— start of Dataset excerpts —

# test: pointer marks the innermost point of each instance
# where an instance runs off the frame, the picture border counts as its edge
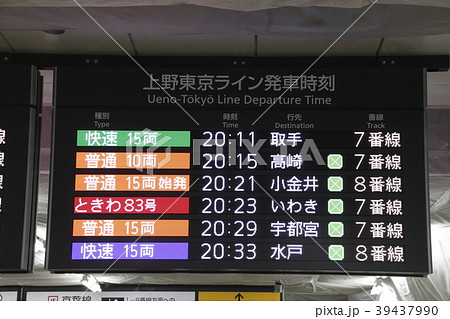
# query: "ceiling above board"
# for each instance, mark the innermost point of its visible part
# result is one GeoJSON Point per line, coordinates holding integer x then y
{"type": "Point", "coordinates": [305, 18]}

— end of Dataset excerpts —

### [Task description]
Return every line above unchanged, but leave out the pictures.

### [Solution to this problem]
# test: pointer marks the innermost point of each instance
# where an instance runs off the frame, the picture border counts as its edge
# query: "ceiling above board"
# for each instance, mark the innermost point of its visible part
# result is one GeoJSON Point per line, coordinates holding integer x then y
{"type": "Point", "coordinates": [305, 18]}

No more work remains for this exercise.